▸ **What is needed**: How many lines in the material below include the string "white"? Only the number should be given.

*** Entries supplied

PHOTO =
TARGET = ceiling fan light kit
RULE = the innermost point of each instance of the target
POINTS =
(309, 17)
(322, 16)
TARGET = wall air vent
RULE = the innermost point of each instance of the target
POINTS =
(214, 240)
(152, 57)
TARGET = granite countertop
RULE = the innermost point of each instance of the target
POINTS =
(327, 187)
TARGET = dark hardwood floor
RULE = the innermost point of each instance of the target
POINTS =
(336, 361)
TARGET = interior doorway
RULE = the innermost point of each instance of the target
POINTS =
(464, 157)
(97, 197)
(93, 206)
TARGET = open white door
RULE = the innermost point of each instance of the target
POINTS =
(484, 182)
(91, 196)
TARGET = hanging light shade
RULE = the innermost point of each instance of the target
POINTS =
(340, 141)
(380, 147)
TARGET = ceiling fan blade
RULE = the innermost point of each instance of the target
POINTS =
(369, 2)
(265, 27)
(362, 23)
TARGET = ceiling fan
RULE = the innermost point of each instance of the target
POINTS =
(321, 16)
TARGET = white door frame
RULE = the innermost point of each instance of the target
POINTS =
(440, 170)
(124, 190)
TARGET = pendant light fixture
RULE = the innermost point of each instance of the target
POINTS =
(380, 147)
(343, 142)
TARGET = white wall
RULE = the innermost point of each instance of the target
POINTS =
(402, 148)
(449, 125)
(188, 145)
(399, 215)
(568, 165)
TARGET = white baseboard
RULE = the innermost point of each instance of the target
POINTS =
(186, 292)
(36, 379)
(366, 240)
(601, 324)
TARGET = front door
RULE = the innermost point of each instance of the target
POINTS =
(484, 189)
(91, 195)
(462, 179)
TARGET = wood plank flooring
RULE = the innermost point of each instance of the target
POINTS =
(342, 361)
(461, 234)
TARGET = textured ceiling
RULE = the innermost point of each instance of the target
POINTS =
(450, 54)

******
*** Entries supplied

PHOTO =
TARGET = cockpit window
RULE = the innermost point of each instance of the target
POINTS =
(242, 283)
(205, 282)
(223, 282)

******

▸ **Output for this task**: 4